TEXT PROVIDED
= Beginning of Section =
Therapeutic Considerations for Patients With AML Older Than Age 80
Posted: Monday, September 21, 2020
For patients older than age 80 who are newly diagnosed with acute myeloid leukemia (AML), treatment with leukemia-directed therapies may provide a significant survival advantage over supportive care. These findings from a retrospective study were published in the American Journal of Hematology by Gabriel N. Mannis, MD, of Stanford School of Medicine, California, and colleagues, who believed that larger, prospective studies are necessary to better guide the choice of therapy for these older patients.
This study analyzed treatment patterns and survival outcomes for patients older than age 80 diagnosed with AML and seen at Stanford between 2016 and 2020. Researchers used the Stanford Medicine Research Data Repository to look at live electronic health record data from Stanford Health Care. A total of 41 patients were included in the analysis, with a median age of 82 at the time of AML diagnosis.
= End of Section =
RECORDS PROVIDED
= Beginning of Section =
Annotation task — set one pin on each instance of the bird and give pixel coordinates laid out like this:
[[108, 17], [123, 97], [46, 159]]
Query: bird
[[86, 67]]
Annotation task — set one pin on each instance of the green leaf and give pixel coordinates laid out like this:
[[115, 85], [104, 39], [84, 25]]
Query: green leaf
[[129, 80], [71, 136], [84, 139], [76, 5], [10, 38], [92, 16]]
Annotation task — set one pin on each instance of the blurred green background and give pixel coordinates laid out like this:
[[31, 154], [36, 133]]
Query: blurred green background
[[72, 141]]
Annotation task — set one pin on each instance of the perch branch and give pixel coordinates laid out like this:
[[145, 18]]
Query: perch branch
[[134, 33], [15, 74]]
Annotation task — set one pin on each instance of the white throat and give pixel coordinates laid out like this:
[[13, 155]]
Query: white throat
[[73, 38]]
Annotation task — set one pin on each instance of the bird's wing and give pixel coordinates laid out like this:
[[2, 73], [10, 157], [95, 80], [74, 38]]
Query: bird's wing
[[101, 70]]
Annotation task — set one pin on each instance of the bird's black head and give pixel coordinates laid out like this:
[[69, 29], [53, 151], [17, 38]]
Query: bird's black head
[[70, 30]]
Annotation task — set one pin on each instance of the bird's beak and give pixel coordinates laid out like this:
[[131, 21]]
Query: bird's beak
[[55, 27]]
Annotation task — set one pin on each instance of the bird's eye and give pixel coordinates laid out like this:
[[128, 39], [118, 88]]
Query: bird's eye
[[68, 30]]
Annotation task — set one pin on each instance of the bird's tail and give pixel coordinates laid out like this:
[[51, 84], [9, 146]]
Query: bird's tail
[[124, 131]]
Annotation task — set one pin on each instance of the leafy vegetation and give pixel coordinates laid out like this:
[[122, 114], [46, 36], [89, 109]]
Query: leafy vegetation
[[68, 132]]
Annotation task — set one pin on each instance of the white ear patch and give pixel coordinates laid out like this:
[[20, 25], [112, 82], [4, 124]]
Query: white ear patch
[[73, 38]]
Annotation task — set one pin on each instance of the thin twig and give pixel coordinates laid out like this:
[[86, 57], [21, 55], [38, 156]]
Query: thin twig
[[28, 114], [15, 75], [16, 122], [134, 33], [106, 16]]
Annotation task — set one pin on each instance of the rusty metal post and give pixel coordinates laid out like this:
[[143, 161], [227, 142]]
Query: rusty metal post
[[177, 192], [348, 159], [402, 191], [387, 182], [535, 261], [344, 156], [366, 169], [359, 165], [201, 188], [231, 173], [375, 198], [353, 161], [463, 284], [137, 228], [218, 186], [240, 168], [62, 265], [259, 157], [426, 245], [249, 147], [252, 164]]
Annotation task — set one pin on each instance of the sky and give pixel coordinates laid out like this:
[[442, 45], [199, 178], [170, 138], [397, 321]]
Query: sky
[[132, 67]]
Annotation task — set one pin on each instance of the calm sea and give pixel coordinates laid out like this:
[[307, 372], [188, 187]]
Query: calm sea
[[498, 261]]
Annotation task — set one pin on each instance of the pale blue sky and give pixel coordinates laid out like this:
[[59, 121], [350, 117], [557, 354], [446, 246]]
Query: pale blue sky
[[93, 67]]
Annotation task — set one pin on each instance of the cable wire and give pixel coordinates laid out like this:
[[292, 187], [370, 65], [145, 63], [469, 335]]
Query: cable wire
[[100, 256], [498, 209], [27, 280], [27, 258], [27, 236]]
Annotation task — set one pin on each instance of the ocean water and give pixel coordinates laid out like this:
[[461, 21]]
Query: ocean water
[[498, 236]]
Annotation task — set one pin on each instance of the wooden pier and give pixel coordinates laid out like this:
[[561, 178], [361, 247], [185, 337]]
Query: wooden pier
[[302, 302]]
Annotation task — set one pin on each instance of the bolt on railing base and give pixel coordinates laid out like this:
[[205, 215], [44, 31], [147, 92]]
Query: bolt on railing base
= End of Section =
PROBLEM SET
a - In the text about AML in patients older than age 80, how many patients were included in the analysis?
b - Carry the AML treatment text forward from its final sentence.

ANSWERS PROVIDED
a - 41 patients.

b -
Within this cohort, 22.0% received best supportive care; 19.5%, a hypomethylating agent; and 58.5%, a novel therapy (eg, venetoclax, pevonedistat, magrolimab, ivosidenib, or gilteritinib). At the time of final analysis, 14 of the 41 patients remained alive, with a median overall survival of 336 days among the entire cohort. Patients receiving any treatment had a significant survival benefit compared with those who received supportive care alone (441 vs. 26 days).
Regarding specific therapies, patients who received a hypomethylating agent had a 30-day mortality rate of 0%, compared with 4.2% with novel therapies and 55.6% with supportive care. Overall survival was 261.5 days with hypomethylating agents, 441 days with novel therapies, and 26 days with supportive care. Response to treatment was assessed in 20 patients, with 40% in the hypomethylating group achieving a complete response to therapy in a median of 143 days and 62.5% of patients in the novel therapy group achieving a complete response in a median of 61 days.